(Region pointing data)
------------------------------

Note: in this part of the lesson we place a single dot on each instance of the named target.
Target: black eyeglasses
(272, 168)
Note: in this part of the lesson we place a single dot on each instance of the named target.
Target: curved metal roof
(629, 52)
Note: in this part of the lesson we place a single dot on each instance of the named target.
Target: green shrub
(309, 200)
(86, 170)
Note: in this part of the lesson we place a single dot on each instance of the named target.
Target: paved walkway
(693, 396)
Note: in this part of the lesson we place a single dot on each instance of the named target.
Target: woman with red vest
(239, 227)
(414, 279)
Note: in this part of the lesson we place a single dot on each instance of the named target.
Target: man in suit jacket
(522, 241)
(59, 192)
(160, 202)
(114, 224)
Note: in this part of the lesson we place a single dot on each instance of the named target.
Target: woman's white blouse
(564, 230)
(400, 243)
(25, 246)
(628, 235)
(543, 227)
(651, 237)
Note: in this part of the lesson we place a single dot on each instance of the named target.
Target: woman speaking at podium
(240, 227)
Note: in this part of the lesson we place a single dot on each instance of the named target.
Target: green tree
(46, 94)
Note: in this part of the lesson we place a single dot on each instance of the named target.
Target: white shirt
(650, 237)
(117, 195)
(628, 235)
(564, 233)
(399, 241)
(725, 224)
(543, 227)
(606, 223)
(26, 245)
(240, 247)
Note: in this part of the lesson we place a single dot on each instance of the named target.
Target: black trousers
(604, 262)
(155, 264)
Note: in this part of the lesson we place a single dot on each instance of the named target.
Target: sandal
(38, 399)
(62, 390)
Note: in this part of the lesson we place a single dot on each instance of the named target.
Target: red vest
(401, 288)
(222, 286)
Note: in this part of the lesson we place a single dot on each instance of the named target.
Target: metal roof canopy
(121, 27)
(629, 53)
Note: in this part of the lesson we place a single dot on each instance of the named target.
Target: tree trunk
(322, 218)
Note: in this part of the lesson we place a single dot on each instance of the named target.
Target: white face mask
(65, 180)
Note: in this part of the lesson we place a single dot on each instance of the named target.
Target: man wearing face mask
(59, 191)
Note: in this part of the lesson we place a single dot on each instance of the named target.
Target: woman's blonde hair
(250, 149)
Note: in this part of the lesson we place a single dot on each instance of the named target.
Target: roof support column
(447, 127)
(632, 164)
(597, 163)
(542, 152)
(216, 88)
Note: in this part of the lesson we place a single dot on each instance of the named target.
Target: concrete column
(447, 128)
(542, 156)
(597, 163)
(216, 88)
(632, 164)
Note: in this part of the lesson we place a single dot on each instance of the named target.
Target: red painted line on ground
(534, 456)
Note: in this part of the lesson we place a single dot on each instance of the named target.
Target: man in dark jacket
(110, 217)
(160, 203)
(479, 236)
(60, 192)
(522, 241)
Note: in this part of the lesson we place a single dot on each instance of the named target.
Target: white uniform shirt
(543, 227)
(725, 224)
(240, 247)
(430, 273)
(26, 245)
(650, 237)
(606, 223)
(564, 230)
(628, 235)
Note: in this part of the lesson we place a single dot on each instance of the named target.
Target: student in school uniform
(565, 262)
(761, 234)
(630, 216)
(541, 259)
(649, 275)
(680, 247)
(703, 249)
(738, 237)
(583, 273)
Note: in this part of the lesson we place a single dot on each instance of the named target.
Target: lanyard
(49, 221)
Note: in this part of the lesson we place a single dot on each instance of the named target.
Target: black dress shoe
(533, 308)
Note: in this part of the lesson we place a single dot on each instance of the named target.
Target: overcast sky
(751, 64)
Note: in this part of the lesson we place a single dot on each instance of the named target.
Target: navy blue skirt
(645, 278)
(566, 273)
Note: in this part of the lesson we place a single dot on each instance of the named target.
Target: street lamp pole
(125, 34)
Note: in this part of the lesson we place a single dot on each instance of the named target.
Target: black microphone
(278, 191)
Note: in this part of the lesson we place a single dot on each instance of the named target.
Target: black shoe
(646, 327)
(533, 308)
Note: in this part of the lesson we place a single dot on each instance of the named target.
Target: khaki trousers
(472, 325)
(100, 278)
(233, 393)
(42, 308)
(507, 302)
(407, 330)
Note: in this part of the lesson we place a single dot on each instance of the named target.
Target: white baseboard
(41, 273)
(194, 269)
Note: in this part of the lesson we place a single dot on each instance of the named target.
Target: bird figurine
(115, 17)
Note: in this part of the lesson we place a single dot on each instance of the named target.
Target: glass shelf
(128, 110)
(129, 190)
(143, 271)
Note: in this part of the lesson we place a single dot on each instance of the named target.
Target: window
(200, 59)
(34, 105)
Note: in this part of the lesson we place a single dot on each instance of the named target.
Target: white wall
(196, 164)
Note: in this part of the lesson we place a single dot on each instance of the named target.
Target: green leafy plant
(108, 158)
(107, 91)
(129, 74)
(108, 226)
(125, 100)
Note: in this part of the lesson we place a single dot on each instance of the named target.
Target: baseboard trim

------------------------------

--- Assignment ---
Give back the complete data exactly as supplied.

--- Output for this exercise ---
Note: in this part of the lesson we place a single dot on each instance of the named target.
Target: black eyeglasses
(272, 168)
Note: in this part of the lesson we place a single dot on each instance of the named target.
Target: curved metal roof
(629, 52)
Note: in this part of the lesson we place a single dot on each instance of the named target.
Target: green shrub
(309, 200)
(86, 170)
Note: in this part of the lesson we place a single dot on each instance of the named target.
Target: paved walkway
(693, 396)
Note: in this part of the lesson we place a single dot on each instance of the named target.
Target: woman with red vest
(239, 227)
(414, 279)
Note: in this part of the lesson we place a single dot on each instance of the named target.
Target: man in suit jacket
(522, 241)
(59, 192)
(160, 202)
(114, 224)
Note: in this part of the lesson we place a single dot on each instance of the named target.
Target: woman's white blouse
(564, 230)
(400, 243)
(25, 246)
(628, 235)
(543, 227)
(651, 237)
Note: in this part of the lesson we place a single dot on each instance of the named target.
Target: woman speaking at podium
(240, 227)
Note: in this part of the lesson we place a single dot on each instance of the named target.
Target: green tree
(46, 94)
Note: in this part of the lesson we place a single dot on each instance of the named target.
Target: white shirt
(650, 237)
(117, 195)
(628, 235)
(564, 233)
(399, 241)
(725, 224)
(543, 227)
(606, 223)
(26, 245)
(240, 247)
Note: in this part of the lesson we place a single dot on each instance of the named target.
Target: black trousers
(604, 262)
(155, 264)
Note: in this part of the lesson we place a single dot on each instance of the named target.
Target: sandal
(38, 399)
(62, 390)
Note: in this part of the lesson we place a single dot on each instance of the named target.
Target: red vest
(401, 288)
(222, 286)
Note: in this part of the lesson we place a single dot on each instance of the named target.
Target: metal roof canopy
(121, 27)
(629, 53)
Note: in this part of the lesson we place a single dot on each instance of the named target.
Target: tree trunk
(322, 218)
Note: in this part of the lesson we place a single dot on each instance of the named target.
Target: white face mask
(65, 180)
Note: in this part of the lesson we place a single dot on each instance of the named target.
Target: man wearing face mask
(59, 191)
Note: in this part of the lesson we place a single dot on each instance of the named target.
Target: woman's blonde hair
(250, 149)
Note: in this part of the lesson we place a single dot on each instance of the named target.
Target: roof support column
(447, 127)
(632, 164)
(597, 163)
(542, 152)
(216, 88)
Note: in this part of the lesson we place a single dot on each instance of the named target.
Target: concrete column
(447, 128)
(542, 156)
(597, 163)
(216, 88)
(632, 164)
Note: in this part of the lesson we place a single dot on each instance of the named target.
Target: red painted line on ground
(534, 456)
Note: in this part of the lesson we place a single dot on each instance of the named target.
Target: man in dark jacket
(110, 217)
(160, 203)
(479, 236)
(60, 192)
(522, 241)
Note: in this part of the lesson we place a single dot on each instance of the named target.
Target: white uniform shirt
(543, 227)
(725, 224)
(240, 247)
(430, 273)
(26, 245)
(650, 237)
(606, 223)
(564, 230)
(628, 235)
Note: in this part of the lesson we place a single dot on each instance of the named target.
Target: student in school uniform
(565, 262)
(761, 234)
(630, 216)
(541, 259)
(649, 275)
(680, 247)
(703, 249)
(738, 237)
(583, 273)
Note: in this part of the lesson we place a single dot on each instance of the named target.
Target: lanyard
(49, 221)
Note: in this part of the lesson we place a single dot on each instance of the named target.
Target: black dress shoe
(533, 308)
Note: in this part of the lesson we place a single dot on each instance of the named target.
Target: overcast sky
(751, 64)
Note: in this part of the lesson we place a single dot on each instance of the named target.
Target: navy blue skirt
(645, 278)
(566, 273)
Note: in this part of the lesson we place a single dot on each instance of the named target.
Target: street lamp pole
(125, 34)
Note: in this part of the lesson we place a single dot on each instance of the named target.
Target: black microphone
(278, 191)
Note: in this part of the lesson we place a single dot on each instance of the named target.
Target: black shoe
(646, 327)
(533, 308)
Note: in this part of the lesson we place a single dot on each instance of the named target.
Target: khaki trousers
(472, 325)
(100, 278)
(233, 393)
(42, 308)
(507, 302)
(407, 330)
Note: in this part of the lesson we place a single dot on each instance of the named target.
Target: white baseboard
(41, 273)
(194, 269)
Note: in this part of the lesson we place a single dot on each instance of the named target.
Target: bird figurine
(115, 17)
Note: in this part of the lesson we place a single dot on each instance of the named target.
Target: glass shelf
(128, 110)
(129, 190)
(143, 271)
Note: in this part of the lesson we place a single dot on each instance of the named target.
Target: window
(200, 59)
(34, 105)
Note: in this part of the lesson we place a single dot on each instance of the named target.
Target: white wall
(196, 164)
Note: in this part of the lesson we place a single dot on each instance of the named target.
Target: green leafy plant
(108, 158)
(107, 91)
(129, 74)
(108, 226)
(125, 100)
Note: in this part of the lesson we place a single dot on each instance of the named target.
Target: baseboard trim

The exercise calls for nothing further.